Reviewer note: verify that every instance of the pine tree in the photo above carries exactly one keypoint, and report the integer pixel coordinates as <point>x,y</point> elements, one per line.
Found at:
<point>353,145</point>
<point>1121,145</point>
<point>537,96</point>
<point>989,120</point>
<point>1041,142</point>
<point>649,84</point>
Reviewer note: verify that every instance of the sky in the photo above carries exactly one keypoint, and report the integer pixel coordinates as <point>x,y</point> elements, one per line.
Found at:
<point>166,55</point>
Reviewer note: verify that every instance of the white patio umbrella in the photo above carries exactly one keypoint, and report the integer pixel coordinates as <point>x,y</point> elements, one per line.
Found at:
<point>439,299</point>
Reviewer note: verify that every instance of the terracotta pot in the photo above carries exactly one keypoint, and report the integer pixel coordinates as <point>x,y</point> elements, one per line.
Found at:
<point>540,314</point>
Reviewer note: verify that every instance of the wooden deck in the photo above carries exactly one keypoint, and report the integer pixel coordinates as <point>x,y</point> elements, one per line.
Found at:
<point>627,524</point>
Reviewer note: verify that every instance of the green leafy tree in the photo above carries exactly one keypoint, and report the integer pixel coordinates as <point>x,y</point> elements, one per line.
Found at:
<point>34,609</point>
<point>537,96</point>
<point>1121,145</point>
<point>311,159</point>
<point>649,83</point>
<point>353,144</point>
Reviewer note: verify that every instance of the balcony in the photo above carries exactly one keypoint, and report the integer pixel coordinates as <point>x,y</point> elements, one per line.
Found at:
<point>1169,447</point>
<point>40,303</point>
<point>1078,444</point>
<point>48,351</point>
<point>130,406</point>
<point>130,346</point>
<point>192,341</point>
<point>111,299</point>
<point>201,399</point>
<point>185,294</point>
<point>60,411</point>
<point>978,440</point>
------------
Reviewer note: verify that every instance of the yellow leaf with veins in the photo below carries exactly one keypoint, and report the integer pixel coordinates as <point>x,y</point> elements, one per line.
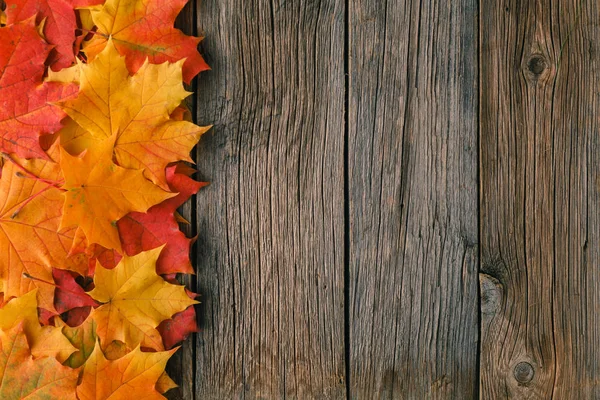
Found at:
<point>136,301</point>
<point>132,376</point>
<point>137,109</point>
------------
Once you find the line with "Reviewer note: verify that every instance of the pine" in the entries above, output it and each line after it up to and including the line with "Reviewer note: verify that every instance of the white", and nothing else.

SOLUTION TO THE EXERCISE
Reviewer note: verify that every instance of the pine tree in the photo above carries exactly one keypoint, and report the integer pixel coordinates as <point>x,y</point> elements, one per line.
Found at:
<point>353,145</point>
<point>1121,145</point>
<point>537,96</point>
<point>989,120</point>
<point>1041,142</point>
<point>649,84</point>
Reviewer note: verify that every instance of the sky in the photo above carries exactly one keypoint, and report the integer pixel coordinates as <point>x,y</point> elements, one per line.
Found at:
<point>166,55</point>
Reviewer note: verify that every instance of the white patio umbrella in the photo above carries exactly one keypoint, and report the integer pixel coordinates as <point>x,y</point> elements, one per line.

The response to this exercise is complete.